## PROBLEM SET
- A) According to the text about Syprine pricing, how much did Heyman pay per year as a copayment for Syprine until 2013?
- B) Reproduce the text about Syprine pricing from "After the price" up to and including "violate government rules.".
- C) Write what follows the final sentence of the text about Syprine pricing.

## TEXT FOR ANALYSIS

=== Section Start ===

Heyman is the human face of Americans dependent on an "orphan drug" – an older, off-patent drug for a rare syndrome snapped up by a drug marketer in order to jack up the price – said Sen. Susan Collins, R-Maine, chair of the Special Committee on Aging.

"You are speaking for so many others," Collins told Heyman at the end of her testimony.

Heyman told the committee she had been paying $700 a year as a copayment for Syprine until 2013. The next year, as Valeant boosted the price, her copayment rose above $10,000 a year and her insurance company was paying more than $260,000.

She needed the drug to treat a rare inherited disorder that causes copper to accumulate in her body. The syndrome, Wilson's disease, keeps a person from eliminating copper, an ingredient in many foods, so that it builds up in the liver, brain and other organs to levels that can be fatal, according to the Mayo Clinic.

"Having Wilson's disease is like being stuck in a tunnel," Heyman told the senators. "This genetic disease is bad enough with its many uncertainties, risks of organ or cognitive failure. But the exit to the tunnel is barricaded because of the obscene drug cost."

Heyman, a retired associate dean of libraries at the College of William and Mary, was diagnosed with the disease in 2005, when she was 60.

After the price of Syprine soared, Heyman twice tried to sign up for Valeant's patient assistance program, and was turned down twice.

The company told her that it needed to charge a high price to cover the cost of researching and developing new drugs and that cutting the cost of her medication bill would violate government rules.

Neither turned out to be the case, said Kaine, D-Virginia.

Heyman said that after she told her story to the financial press — the London-based Financial Times reported about her situation last fall — Valeant offered to enroll her in its patient assistance program.

By then, Heyman had shifted to a different regimen. She's been taking a zinc salt since October 2014. Unlike Syprine, it doesn't extract copper, but instead inhibits absorption.

She and her doctor are still monitoring to see if the treatment is sufficient.

The zinc salt costs her about $480 a year.

=== Section End ===

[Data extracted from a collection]

=== Section Start ===

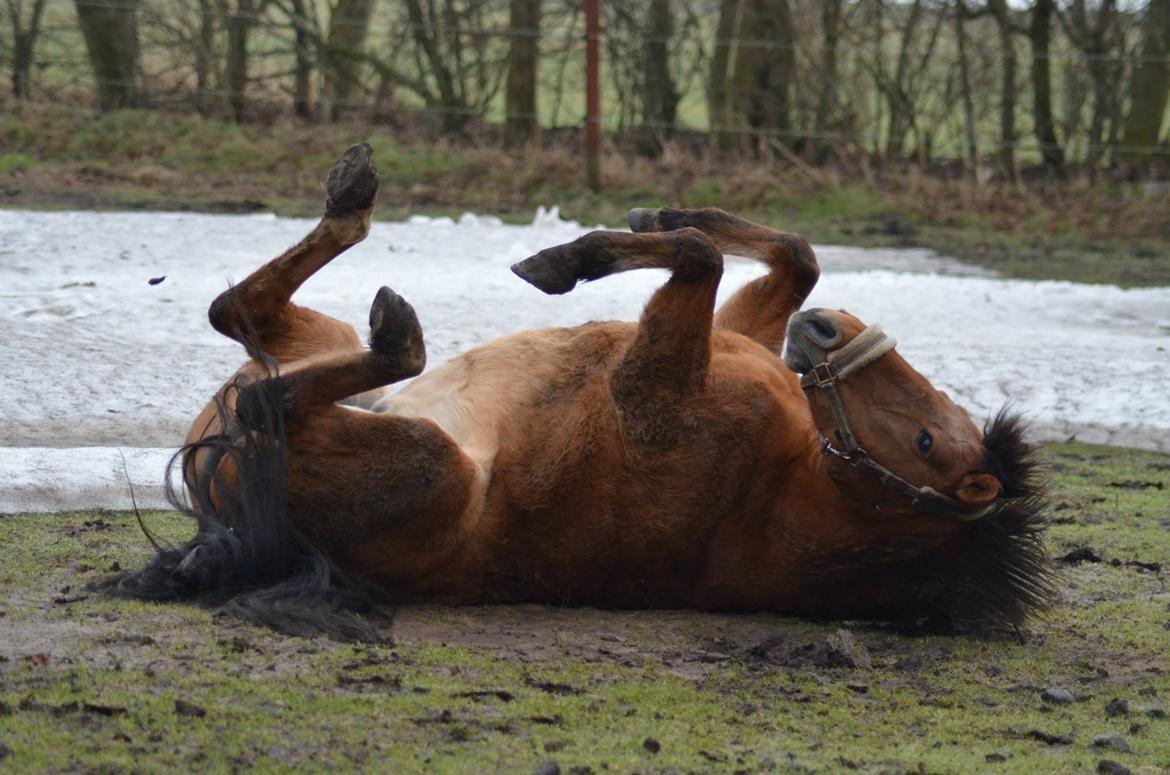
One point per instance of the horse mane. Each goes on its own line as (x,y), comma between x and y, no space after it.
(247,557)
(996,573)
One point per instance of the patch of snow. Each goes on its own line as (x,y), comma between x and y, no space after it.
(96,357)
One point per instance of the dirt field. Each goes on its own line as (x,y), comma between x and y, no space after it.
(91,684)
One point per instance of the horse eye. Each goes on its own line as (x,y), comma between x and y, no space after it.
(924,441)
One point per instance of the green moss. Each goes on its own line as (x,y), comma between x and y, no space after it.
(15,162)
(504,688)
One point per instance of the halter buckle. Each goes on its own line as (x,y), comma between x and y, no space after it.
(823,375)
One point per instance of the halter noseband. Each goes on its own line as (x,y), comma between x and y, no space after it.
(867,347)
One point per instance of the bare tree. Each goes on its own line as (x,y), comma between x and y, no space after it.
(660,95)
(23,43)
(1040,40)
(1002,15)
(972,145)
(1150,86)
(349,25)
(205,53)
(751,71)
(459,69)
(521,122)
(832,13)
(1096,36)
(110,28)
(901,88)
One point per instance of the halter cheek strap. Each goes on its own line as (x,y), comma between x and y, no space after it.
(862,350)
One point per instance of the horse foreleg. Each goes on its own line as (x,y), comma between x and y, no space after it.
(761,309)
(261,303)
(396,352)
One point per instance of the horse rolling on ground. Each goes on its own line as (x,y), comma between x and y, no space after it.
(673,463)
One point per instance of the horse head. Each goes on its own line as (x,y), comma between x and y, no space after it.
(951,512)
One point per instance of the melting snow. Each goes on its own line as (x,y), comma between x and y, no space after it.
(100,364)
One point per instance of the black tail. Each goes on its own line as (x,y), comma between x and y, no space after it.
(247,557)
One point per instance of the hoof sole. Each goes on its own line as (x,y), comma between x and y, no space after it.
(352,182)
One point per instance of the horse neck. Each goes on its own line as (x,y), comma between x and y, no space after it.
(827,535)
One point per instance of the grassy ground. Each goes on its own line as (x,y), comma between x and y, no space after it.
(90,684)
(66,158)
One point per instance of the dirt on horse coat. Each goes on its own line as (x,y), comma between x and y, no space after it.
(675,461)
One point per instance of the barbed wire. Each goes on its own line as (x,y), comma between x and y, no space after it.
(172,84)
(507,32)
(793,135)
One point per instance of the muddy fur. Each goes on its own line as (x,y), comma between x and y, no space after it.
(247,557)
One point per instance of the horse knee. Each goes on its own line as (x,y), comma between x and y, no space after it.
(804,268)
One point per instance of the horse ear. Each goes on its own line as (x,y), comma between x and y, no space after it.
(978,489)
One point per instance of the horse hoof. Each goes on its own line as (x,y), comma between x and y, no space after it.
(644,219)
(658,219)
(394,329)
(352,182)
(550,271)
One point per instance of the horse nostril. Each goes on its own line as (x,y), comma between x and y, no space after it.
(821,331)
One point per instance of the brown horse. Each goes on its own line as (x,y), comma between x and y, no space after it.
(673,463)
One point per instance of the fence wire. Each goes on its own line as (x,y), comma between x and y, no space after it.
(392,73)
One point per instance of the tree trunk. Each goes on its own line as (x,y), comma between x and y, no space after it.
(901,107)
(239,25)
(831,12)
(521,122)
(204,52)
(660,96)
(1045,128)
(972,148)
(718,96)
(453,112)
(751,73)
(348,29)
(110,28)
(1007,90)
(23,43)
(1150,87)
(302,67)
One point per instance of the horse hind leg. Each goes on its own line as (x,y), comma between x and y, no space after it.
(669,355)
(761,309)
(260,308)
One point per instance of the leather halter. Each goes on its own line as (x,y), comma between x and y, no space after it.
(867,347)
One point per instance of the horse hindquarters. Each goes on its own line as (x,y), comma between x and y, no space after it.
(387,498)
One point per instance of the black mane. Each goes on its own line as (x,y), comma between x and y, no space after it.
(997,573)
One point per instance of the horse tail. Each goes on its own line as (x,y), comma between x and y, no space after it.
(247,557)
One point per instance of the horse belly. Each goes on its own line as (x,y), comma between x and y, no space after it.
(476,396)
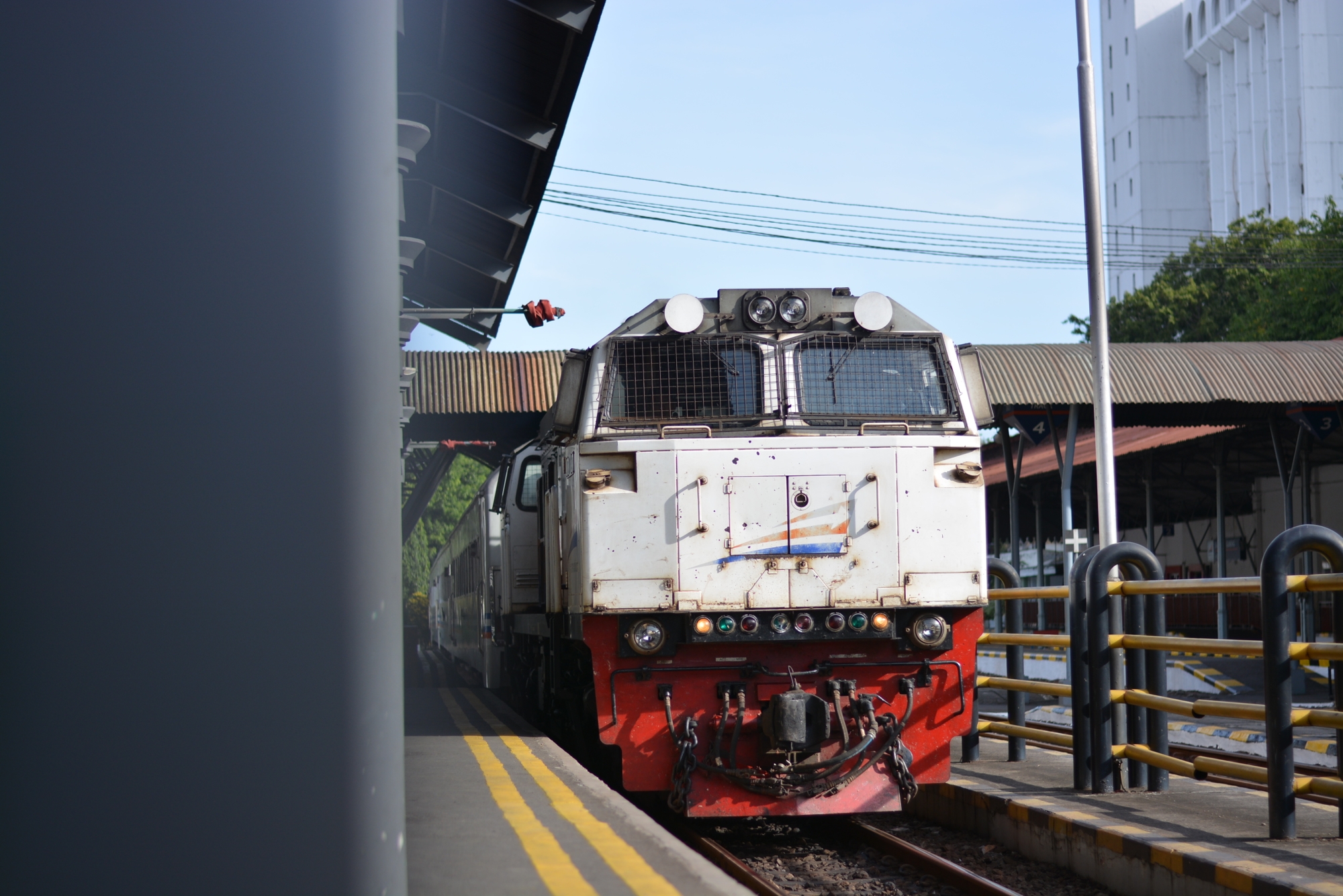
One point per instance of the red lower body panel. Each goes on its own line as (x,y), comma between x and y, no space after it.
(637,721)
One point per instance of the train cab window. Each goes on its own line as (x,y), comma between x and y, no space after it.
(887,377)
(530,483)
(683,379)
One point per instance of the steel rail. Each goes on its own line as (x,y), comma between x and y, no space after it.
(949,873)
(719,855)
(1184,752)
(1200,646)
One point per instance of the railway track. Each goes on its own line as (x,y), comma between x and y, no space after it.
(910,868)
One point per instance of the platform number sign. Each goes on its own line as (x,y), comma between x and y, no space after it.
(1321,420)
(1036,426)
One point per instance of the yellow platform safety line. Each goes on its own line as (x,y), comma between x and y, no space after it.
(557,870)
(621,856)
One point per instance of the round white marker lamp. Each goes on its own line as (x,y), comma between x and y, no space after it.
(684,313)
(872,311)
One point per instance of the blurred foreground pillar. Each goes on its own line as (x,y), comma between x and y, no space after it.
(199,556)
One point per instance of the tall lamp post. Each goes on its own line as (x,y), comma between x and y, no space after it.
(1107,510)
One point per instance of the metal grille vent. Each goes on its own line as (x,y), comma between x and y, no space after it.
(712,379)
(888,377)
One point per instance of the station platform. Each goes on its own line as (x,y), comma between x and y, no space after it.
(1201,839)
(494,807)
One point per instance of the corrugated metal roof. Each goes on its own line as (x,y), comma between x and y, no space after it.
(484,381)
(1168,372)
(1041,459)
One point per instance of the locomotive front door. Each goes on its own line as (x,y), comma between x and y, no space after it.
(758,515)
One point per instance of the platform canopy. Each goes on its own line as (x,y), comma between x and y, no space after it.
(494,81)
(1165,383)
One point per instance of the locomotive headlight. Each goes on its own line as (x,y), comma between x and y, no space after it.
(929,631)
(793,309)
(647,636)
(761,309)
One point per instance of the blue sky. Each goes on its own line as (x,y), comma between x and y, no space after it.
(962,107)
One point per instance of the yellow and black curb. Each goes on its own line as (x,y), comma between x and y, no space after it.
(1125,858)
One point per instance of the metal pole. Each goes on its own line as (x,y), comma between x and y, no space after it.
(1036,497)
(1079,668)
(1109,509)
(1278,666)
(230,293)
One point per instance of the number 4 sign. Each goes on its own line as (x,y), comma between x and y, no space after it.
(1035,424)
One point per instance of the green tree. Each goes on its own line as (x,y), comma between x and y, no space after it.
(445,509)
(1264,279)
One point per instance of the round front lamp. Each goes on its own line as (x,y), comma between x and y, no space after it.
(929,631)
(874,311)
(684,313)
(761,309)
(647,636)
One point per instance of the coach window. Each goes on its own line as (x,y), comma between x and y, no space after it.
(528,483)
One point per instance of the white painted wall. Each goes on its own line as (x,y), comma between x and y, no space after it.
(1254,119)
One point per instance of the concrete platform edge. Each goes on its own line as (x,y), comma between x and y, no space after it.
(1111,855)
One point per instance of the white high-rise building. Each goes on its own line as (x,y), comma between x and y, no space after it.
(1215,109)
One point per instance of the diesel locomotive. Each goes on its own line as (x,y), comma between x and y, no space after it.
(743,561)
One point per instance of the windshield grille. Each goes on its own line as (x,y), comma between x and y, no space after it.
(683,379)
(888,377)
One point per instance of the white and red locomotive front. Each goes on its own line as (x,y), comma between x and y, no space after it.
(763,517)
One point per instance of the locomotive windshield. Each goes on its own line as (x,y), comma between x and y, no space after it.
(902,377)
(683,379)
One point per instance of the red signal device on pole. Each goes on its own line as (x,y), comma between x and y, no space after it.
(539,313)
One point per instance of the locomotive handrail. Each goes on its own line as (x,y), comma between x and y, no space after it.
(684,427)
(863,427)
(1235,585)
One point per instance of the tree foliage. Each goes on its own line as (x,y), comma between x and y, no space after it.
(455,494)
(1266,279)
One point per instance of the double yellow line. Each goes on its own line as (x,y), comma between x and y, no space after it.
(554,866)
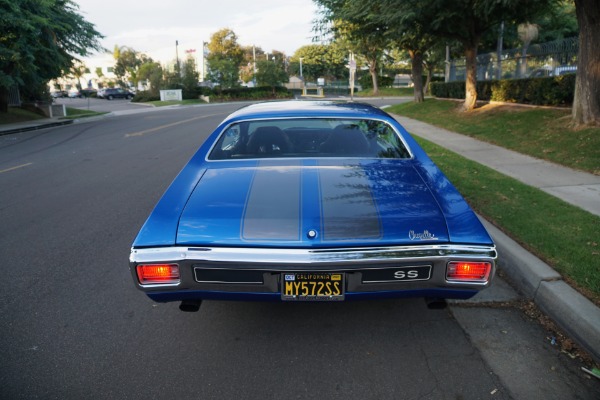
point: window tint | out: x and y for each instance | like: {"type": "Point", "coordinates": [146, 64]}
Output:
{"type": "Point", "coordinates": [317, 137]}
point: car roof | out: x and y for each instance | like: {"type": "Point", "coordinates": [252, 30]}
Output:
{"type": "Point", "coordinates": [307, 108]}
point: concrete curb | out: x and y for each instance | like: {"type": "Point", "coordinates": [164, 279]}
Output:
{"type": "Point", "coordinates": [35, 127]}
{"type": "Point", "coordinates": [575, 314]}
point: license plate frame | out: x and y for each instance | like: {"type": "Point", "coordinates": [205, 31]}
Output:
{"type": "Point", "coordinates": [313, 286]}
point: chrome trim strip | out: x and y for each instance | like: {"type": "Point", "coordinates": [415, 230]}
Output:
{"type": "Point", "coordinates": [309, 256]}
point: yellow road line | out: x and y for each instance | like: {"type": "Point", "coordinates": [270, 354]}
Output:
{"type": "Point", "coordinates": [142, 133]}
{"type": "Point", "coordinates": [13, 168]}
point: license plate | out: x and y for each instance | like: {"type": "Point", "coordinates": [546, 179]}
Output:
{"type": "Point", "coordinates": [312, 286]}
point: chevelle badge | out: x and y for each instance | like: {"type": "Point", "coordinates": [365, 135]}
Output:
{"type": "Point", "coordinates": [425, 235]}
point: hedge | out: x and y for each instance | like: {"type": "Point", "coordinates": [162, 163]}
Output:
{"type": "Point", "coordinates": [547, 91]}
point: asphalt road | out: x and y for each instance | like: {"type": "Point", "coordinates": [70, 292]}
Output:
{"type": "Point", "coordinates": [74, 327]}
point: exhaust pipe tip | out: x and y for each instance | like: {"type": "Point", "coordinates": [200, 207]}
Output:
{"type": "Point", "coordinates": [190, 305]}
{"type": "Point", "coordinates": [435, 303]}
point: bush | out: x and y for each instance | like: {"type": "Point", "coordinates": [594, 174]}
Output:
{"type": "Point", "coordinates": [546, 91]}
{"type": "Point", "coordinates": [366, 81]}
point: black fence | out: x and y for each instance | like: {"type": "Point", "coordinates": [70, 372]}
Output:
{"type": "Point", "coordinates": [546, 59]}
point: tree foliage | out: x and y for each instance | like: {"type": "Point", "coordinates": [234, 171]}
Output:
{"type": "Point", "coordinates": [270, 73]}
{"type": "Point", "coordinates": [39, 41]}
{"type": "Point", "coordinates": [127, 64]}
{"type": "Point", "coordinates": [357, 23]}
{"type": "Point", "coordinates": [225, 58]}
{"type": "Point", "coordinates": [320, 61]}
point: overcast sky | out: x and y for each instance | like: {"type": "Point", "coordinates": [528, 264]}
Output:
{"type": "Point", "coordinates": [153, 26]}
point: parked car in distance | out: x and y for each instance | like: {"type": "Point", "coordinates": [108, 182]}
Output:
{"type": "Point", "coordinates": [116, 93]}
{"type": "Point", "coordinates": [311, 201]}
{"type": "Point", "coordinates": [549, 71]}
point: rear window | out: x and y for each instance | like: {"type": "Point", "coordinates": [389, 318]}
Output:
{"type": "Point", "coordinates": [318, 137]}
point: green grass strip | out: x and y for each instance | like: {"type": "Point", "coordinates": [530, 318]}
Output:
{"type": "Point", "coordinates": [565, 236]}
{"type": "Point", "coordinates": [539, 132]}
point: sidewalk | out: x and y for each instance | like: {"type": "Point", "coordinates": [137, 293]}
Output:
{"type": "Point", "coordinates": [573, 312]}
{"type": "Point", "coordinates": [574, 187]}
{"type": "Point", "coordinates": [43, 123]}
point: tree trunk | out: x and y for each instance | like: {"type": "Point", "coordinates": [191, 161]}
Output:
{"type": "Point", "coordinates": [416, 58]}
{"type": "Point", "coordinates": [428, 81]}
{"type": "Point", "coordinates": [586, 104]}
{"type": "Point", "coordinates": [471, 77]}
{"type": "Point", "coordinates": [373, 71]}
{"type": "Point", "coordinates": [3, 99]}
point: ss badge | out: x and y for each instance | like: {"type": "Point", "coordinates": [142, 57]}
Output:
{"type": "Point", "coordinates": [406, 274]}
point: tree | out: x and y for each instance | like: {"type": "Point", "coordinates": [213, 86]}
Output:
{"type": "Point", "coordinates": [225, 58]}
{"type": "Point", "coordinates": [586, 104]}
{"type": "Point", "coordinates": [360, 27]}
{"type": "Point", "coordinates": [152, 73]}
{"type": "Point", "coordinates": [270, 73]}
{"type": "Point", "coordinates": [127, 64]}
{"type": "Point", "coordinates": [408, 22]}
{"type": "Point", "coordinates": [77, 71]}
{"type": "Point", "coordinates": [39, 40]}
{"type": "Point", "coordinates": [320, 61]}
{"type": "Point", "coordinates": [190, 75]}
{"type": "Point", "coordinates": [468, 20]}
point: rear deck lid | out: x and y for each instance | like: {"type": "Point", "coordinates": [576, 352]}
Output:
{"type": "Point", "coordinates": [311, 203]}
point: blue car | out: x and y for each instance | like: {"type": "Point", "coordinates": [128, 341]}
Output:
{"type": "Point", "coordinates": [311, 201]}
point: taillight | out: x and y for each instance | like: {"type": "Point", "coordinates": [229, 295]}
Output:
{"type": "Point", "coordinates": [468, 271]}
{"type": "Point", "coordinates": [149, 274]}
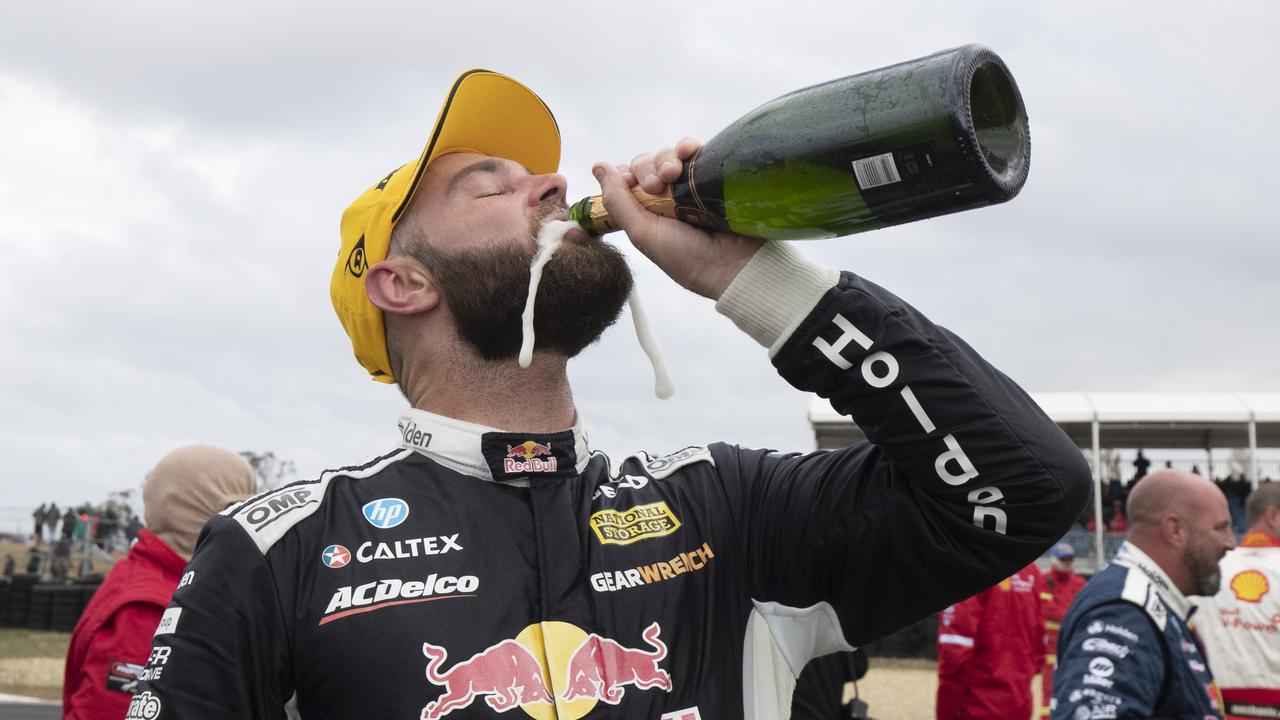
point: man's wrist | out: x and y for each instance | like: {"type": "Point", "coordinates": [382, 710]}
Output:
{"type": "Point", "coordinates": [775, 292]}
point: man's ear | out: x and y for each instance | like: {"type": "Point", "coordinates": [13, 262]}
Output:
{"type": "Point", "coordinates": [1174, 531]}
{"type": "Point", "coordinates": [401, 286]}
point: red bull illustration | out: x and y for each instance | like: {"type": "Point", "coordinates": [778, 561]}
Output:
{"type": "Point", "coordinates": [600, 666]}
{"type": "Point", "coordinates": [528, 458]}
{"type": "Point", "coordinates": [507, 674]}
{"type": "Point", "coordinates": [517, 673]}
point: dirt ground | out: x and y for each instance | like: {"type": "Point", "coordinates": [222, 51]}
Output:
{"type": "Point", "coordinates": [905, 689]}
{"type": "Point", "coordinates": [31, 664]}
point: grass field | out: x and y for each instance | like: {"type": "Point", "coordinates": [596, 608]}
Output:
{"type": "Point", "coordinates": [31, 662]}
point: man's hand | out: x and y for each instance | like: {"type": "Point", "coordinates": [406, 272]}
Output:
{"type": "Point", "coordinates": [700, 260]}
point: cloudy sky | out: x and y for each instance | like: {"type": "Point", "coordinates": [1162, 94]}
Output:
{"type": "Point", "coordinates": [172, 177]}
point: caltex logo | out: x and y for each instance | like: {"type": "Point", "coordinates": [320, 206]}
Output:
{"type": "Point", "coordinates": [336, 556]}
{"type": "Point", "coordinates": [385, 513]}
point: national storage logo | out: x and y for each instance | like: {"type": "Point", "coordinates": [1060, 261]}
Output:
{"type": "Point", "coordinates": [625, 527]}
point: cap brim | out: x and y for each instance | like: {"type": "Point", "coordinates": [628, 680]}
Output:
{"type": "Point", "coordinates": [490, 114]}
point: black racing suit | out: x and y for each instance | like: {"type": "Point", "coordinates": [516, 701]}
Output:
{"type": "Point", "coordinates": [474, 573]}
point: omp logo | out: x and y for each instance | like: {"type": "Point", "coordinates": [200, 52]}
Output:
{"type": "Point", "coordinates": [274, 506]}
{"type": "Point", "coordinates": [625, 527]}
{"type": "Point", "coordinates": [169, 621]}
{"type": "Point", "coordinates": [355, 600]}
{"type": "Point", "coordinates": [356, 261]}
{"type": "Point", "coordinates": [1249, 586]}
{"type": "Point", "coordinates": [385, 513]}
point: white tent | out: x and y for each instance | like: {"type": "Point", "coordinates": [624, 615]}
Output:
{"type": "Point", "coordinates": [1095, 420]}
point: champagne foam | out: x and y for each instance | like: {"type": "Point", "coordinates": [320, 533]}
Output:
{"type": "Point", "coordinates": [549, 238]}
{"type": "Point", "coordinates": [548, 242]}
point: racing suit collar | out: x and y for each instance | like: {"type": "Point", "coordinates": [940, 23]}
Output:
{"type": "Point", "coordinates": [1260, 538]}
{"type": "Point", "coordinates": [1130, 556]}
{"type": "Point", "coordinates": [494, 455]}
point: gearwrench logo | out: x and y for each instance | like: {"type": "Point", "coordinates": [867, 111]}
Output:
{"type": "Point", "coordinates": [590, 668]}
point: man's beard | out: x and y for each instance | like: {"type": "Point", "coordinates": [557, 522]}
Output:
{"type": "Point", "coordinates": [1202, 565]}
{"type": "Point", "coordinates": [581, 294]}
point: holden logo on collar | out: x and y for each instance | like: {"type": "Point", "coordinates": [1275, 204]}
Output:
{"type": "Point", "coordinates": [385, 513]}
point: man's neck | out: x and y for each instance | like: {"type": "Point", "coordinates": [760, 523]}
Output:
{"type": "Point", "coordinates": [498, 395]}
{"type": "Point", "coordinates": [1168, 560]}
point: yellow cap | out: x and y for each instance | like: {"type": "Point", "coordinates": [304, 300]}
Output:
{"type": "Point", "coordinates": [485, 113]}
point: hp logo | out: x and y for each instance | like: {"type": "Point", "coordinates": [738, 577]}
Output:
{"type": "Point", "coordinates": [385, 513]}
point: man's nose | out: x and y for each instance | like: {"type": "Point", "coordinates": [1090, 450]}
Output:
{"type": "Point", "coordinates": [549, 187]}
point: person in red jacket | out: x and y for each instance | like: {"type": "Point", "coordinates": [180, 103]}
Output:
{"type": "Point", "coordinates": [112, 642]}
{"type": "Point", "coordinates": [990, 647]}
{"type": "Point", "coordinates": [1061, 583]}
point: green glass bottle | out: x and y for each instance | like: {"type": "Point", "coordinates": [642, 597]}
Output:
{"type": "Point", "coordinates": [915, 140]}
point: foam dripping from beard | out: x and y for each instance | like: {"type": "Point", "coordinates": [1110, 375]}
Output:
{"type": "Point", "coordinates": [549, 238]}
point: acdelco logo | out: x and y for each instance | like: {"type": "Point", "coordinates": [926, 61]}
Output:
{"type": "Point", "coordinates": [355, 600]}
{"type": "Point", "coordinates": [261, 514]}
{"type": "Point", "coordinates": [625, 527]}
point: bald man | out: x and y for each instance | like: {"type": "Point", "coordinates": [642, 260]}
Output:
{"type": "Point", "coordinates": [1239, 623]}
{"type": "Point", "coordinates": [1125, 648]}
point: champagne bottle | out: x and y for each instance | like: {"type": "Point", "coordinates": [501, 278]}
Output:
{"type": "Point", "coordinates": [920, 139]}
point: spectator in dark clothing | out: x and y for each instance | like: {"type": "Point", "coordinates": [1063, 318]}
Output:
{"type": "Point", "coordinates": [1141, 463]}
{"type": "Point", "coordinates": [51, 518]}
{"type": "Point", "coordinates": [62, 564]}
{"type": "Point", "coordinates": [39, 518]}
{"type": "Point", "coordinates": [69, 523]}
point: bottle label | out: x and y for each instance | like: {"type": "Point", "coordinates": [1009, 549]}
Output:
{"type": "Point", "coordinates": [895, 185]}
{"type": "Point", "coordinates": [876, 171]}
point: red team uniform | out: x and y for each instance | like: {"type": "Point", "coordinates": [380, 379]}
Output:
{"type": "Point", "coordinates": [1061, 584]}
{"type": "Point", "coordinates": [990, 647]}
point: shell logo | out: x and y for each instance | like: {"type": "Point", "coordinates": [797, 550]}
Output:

=== Section End ===

## RESPONSES BY TASK
- A) $700 a year.

- B)
After the price of Syprine soared, Heyman twice tried to sign up for Valeant's patient assistance program, and was turned down twice.

The company told her that it needed to charge a high price to cover the cost of researching and developing new drugs and that cutting the cost of her medication bill would violate government rules.

- C)
"The only reason I changed was the cost, even though none of the cost is covered by my insurance. My health was stable with Syprine and my doctor and I made the change only under duress," she said.

Valeant's strategy of buying rights to older drugs for rare syndromes and raising prices dramatically helped make it a Wall Street high flier, until stories like Heyman's began reaching the public. The company's stock has tumbled from a high of more than $262 last summer to less than $35.

In prepared testimony for the Senate committee, the company's outgoing chief executive officer, Michael Pearson, said the company may have been too aggressive in raising prices.

Board member William Ackman, whose investment firm owns nearly 5 percent of Valeant, told the committee the company would take different approach to pricing its drugs.

During this year's Virginia General Assembly session, reports of medicines that cost tens of thousands a year and that have seen prices double in a year brought promises from two senior state senators to push for more information about the real cost of those drugs.

The promise came after the Senate Education and Health Committee agreed to postpone a vote on a bill requiring pharmaceutical companies to tell the commissioner of health what they spend to develop, advertise and make drugs that cost more than $10,000 for a course of treatment.

There are 58 drugs like that reported in the state's All Payers Claims Database, with costs ranging as high as $139,200 for a blood treatment.

The bill requiring disclosure of high priced drugs' costs pitted some of the most potent interest groups on Capitol Square against one another.

On one side, an alliance led by health insurers, who contributed $792,000 to Virginia politicians in the most recent election cycle, included the retail merchants, hospital and small business associations.

On the other were the pharmaceutical firms, which gave $842,000, warning that the bill would discourage pharmaceutical firms from operating plants in Virginia.